** START **

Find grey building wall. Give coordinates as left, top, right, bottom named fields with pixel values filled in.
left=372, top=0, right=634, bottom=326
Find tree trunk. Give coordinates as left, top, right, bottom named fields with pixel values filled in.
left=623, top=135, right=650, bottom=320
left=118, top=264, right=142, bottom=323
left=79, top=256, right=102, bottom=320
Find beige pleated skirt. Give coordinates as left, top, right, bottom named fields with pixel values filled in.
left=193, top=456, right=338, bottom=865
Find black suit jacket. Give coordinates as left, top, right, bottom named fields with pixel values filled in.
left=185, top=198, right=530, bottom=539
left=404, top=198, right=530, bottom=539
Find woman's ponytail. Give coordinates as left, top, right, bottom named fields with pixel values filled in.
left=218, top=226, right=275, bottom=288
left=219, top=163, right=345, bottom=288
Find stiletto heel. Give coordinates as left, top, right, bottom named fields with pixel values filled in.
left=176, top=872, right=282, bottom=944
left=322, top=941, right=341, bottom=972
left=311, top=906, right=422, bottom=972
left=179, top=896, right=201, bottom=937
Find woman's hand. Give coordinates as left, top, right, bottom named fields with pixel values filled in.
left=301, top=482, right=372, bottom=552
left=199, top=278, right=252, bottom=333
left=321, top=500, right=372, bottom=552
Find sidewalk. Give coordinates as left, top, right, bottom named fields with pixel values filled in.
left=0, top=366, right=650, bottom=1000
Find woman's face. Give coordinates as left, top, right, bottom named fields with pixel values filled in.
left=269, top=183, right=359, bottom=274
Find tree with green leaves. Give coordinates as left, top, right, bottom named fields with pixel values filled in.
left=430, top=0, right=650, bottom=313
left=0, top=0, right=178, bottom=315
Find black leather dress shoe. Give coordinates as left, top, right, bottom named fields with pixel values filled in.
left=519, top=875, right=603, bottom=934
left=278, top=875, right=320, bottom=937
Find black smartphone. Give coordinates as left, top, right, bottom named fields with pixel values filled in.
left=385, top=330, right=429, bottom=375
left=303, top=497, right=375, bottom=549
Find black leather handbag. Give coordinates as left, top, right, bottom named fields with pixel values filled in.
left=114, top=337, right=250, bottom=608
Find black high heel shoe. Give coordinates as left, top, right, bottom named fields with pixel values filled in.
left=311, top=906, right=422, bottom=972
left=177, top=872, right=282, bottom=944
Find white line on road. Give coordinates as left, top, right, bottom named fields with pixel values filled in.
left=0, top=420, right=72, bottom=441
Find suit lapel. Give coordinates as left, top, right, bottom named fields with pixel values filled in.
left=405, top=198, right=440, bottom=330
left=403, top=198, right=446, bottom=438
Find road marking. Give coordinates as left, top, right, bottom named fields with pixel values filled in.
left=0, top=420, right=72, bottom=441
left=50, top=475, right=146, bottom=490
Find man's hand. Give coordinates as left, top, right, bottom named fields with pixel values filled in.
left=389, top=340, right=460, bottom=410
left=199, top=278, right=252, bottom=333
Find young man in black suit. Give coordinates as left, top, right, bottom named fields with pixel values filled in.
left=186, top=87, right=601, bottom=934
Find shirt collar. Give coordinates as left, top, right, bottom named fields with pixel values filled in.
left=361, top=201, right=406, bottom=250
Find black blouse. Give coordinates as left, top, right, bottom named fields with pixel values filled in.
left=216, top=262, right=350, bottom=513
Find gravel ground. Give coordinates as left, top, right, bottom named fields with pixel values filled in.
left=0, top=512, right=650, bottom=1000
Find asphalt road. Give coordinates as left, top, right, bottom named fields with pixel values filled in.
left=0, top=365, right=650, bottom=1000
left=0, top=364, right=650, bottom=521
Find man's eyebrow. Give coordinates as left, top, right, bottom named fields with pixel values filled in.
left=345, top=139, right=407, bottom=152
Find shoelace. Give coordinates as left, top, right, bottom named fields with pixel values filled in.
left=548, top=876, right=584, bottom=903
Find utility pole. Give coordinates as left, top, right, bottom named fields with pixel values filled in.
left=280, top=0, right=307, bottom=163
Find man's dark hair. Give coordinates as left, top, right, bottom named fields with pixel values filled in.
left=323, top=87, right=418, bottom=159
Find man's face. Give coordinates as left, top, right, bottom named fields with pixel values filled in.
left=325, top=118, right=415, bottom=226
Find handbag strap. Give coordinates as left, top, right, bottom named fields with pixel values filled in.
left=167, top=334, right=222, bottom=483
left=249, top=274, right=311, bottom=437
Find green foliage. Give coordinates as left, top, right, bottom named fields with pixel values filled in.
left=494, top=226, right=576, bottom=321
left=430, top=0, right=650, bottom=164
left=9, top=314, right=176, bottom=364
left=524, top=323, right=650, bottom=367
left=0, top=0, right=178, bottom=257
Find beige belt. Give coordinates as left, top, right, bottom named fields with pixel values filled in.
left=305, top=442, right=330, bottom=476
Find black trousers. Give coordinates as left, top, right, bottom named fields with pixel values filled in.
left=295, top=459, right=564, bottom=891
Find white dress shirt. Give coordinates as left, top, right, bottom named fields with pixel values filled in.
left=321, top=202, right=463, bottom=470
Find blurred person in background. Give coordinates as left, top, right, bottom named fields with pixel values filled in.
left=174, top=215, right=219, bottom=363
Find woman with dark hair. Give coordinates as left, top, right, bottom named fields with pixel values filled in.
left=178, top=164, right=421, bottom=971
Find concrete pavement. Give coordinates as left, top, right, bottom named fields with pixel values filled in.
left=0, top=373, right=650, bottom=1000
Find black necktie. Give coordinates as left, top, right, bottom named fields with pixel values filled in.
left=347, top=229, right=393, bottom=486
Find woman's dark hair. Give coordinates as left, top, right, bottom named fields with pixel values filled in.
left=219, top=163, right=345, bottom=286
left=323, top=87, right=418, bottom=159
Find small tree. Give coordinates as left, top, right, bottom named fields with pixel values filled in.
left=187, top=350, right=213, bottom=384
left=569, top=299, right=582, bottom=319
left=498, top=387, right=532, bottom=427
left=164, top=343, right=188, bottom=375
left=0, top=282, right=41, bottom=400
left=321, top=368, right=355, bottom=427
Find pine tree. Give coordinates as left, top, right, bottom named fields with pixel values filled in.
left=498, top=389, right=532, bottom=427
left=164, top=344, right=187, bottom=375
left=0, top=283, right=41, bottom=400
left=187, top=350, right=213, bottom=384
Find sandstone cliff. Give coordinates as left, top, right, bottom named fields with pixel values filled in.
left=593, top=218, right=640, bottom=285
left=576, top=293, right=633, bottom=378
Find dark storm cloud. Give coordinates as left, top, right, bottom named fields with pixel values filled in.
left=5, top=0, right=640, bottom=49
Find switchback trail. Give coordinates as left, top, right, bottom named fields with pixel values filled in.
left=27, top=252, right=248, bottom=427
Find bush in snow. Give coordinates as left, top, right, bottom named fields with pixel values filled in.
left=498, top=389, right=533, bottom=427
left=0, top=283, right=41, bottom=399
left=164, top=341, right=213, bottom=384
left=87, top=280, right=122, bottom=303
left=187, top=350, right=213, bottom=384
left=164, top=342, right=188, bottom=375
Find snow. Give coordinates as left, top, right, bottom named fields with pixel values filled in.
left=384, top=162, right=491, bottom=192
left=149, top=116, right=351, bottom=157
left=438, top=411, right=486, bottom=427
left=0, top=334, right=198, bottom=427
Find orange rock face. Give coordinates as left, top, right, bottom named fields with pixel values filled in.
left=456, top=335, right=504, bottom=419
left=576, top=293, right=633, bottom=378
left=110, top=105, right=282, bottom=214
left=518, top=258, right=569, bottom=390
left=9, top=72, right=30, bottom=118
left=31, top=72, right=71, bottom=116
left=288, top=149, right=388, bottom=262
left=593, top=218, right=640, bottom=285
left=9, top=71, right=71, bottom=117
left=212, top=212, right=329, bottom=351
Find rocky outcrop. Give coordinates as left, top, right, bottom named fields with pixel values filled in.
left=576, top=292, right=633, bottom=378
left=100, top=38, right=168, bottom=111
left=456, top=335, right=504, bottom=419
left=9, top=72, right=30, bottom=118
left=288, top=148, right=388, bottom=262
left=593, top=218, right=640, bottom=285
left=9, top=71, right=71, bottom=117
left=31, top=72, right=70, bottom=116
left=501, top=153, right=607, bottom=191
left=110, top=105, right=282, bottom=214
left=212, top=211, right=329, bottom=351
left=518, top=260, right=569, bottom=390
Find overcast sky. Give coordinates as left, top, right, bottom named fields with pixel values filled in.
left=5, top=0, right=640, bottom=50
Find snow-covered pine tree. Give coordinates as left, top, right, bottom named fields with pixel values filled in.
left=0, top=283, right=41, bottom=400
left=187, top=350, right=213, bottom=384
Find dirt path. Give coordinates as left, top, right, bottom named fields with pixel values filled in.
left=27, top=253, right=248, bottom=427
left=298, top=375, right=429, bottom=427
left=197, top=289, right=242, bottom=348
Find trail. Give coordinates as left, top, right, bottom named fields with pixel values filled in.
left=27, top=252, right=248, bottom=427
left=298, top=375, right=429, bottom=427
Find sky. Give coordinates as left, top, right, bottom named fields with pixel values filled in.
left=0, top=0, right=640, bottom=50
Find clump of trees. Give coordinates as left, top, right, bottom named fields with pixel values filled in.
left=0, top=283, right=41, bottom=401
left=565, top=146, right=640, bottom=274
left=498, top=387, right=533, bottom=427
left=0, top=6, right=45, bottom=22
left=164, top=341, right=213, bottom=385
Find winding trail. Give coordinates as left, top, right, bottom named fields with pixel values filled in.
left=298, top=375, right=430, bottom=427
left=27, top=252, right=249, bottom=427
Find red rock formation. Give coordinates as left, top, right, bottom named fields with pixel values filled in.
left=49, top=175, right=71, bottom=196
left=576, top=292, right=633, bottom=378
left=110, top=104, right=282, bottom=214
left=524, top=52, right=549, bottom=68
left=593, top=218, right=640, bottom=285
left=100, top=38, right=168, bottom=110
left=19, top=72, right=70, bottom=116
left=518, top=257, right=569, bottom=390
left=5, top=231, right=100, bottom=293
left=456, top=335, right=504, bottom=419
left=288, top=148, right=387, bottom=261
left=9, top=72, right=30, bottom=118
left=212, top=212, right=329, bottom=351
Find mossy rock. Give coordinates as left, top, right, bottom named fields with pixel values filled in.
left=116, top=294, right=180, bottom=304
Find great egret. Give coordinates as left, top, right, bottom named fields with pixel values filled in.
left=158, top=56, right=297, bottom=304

** END **

=== What you need to do ===
Copy out every line from the one containing "Find trail. Give" down to the one containing "left=0, top=0, right=640, bottom=50", unchanged and with both of those lines included.

=== Answer to this exercise ===
Find trail. Give coordinates as left, top, right, bottom named fields with pixel values filled in.
left=27, top=252, right=248, bottom=427
left=298, top=375, right=429, bottom=427
Find sky. Give coordinates as left, top, right, bottom named fields with pixel values filled in.
left=0, top=0, right=640, bottom=50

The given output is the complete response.